SOURCE MATERIAL Block Start
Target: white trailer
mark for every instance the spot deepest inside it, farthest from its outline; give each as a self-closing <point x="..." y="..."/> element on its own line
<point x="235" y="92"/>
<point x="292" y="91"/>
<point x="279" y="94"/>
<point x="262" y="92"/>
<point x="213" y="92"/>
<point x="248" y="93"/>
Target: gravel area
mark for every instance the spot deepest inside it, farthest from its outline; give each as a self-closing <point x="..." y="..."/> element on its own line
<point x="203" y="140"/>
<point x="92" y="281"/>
SOURCE MATERIAL Block End
SOURCE MATERIAL Block Start
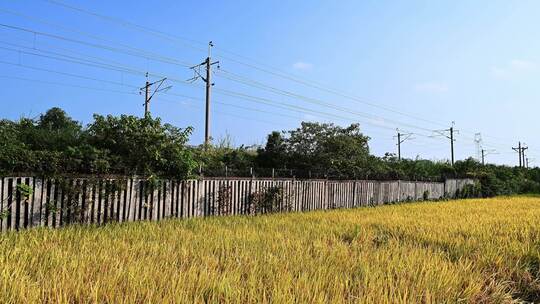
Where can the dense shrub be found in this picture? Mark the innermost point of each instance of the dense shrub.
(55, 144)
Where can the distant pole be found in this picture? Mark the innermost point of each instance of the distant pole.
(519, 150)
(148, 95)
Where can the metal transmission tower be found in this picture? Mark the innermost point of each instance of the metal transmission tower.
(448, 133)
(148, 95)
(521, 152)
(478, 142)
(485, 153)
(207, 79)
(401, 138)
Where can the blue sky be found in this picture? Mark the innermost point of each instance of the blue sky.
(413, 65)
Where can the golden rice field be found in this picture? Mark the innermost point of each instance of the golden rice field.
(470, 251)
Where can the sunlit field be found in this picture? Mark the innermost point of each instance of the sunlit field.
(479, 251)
SOURCE MATERIAL Block End
* _ASSIGNMENT_: Filter the entries down to the lines that hold "Target". Copy those lines.

* _RESPONSE TO THIS EXERCISE_:
Target: white trailer
Target: gravel area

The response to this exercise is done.